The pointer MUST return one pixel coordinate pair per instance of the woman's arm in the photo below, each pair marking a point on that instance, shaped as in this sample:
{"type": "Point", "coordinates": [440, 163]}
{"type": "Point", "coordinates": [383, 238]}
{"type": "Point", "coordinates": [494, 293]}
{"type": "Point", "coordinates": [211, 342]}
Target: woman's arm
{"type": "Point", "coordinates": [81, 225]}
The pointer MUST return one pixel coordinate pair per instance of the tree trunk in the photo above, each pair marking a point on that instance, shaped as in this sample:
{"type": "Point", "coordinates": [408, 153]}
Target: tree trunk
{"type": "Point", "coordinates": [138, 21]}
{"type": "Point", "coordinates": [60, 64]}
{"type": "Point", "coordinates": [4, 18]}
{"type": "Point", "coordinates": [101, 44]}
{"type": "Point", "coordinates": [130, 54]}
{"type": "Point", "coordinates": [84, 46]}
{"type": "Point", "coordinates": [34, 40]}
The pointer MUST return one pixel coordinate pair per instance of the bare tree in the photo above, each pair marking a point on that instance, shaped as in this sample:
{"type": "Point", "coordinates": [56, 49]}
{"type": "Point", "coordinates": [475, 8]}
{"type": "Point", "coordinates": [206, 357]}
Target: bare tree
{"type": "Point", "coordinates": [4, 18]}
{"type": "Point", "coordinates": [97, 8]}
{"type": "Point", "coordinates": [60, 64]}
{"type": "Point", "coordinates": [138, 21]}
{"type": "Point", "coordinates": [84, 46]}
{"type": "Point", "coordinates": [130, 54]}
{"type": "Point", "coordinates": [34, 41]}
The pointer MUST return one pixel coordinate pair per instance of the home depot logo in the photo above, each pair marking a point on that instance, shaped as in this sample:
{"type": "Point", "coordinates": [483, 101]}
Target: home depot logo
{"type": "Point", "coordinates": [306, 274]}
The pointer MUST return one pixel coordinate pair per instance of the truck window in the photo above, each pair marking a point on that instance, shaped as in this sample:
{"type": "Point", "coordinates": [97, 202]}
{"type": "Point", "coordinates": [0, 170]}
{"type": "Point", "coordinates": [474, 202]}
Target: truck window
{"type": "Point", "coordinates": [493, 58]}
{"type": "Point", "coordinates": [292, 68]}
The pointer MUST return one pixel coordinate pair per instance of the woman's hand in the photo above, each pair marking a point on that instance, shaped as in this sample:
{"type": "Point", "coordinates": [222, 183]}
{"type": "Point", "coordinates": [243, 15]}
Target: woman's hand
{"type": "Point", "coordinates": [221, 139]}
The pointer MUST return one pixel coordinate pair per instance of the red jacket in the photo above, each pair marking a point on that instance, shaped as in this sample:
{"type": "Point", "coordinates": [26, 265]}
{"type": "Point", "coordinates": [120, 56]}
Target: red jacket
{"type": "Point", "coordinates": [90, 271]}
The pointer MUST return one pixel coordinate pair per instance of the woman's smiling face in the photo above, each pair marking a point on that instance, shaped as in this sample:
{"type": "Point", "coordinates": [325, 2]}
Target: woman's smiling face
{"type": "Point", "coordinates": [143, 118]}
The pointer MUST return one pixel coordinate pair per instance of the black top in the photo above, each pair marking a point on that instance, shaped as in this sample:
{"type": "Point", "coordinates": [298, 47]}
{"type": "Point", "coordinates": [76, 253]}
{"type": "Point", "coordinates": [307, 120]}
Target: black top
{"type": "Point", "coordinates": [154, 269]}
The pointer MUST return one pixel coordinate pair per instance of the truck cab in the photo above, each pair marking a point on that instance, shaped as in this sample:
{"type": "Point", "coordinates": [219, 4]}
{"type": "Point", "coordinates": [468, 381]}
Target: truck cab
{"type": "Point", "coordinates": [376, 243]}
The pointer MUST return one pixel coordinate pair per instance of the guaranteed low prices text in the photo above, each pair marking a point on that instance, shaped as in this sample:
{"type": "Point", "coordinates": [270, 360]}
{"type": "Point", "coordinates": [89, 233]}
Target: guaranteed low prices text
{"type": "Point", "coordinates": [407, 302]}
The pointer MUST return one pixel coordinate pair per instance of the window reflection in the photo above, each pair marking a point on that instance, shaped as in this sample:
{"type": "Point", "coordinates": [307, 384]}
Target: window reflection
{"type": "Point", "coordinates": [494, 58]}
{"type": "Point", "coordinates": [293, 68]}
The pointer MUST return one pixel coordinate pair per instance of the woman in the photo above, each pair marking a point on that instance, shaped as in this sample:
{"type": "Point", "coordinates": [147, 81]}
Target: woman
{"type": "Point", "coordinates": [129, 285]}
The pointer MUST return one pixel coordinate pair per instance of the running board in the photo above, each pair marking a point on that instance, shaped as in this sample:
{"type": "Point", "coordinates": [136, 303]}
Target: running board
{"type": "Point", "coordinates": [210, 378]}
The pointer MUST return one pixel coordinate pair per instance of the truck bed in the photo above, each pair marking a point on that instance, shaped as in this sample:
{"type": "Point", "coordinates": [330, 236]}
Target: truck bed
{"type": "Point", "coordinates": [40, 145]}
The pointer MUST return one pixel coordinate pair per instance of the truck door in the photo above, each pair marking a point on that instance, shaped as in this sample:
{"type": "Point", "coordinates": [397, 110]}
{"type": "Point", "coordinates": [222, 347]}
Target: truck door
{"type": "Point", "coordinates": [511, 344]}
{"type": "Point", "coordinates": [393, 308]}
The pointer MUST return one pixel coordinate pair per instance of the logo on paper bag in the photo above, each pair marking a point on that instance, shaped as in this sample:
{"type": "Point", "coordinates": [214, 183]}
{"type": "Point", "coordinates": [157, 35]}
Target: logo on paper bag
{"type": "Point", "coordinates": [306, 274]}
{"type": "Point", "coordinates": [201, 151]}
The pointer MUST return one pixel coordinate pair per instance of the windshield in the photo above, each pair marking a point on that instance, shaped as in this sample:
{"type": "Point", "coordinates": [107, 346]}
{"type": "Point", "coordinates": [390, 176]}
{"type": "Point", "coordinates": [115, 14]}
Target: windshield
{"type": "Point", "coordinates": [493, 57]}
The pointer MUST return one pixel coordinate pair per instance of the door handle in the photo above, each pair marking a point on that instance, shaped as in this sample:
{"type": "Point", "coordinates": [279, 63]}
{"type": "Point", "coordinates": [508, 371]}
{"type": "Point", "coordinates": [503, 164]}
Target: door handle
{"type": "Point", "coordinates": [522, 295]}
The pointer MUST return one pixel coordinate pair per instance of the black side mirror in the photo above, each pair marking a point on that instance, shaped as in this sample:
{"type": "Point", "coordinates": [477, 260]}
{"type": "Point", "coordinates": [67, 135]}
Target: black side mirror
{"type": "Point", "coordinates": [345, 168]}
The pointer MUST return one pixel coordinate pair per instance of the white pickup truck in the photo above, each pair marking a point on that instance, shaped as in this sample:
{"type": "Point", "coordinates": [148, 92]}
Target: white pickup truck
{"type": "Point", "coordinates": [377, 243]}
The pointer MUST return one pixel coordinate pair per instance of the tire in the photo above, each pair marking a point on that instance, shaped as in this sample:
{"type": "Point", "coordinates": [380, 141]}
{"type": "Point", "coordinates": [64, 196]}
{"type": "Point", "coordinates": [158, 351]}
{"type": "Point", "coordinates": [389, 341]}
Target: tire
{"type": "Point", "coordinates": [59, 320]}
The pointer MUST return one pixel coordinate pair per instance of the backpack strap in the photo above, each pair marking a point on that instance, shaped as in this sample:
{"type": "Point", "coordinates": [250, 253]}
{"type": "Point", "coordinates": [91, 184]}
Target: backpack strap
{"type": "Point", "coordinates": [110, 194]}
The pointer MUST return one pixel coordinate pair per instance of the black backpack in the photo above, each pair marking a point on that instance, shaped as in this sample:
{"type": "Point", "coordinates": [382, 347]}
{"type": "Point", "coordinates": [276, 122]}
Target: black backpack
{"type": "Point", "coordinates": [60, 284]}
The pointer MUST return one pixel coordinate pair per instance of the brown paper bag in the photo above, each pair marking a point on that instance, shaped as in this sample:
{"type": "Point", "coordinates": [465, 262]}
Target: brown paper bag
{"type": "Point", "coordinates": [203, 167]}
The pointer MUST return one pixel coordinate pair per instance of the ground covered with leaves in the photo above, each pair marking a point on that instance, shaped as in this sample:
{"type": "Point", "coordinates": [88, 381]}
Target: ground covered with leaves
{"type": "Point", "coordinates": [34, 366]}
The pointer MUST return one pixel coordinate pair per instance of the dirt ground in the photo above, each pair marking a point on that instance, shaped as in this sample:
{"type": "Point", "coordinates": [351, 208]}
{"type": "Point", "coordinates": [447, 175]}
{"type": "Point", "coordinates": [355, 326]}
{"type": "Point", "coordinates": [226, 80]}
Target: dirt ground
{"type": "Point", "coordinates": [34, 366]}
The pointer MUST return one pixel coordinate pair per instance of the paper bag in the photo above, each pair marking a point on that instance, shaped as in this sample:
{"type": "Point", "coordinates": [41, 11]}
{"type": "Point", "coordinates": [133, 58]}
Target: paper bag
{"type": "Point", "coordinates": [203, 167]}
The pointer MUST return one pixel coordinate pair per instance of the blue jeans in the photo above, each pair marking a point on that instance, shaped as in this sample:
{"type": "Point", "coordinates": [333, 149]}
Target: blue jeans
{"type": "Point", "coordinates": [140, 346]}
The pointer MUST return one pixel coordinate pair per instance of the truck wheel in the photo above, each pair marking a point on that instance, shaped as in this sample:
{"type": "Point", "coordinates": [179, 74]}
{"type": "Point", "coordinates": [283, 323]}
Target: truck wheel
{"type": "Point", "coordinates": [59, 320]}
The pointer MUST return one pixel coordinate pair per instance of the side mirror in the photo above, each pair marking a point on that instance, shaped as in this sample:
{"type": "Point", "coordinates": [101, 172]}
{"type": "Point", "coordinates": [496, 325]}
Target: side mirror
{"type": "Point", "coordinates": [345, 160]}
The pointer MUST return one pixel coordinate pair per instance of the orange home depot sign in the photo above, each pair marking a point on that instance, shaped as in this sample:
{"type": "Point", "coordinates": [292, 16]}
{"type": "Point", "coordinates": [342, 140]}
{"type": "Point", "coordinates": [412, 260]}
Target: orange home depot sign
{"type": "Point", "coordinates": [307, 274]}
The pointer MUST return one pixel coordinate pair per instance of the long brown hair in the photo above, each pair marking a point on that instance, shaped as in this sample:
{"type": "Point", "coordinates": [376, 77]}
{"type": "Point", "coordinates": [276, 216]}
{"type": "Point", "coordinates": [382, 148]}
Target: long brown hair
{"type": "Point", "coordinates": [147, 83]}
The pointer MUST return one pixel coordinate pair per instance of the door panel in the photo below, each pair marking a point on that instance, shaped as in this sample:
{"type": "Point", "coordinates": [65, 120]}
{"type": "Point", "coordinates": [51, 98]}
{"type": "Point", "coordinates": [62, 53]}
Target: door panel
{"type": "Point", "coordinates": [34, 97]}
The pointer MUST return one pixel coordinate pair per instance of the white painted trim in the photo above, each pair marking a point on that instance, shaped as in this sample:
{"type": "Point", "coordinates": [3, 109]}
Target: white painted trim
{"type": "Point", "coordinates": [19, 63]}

::::::::::

What you will do –
Every line that contains "below" should be copied out of the data.

Exercise solution –
The pointer MUST return one pixel coordinate pair per instance of the woman's arm in the photo below, each pair marking a point on that instance, shaped as in this sample:
The pointer MUST return one pixel coordinate pair per instance of the door panel in the photo below, each pair marking a point on that instance, shaped as in this sample:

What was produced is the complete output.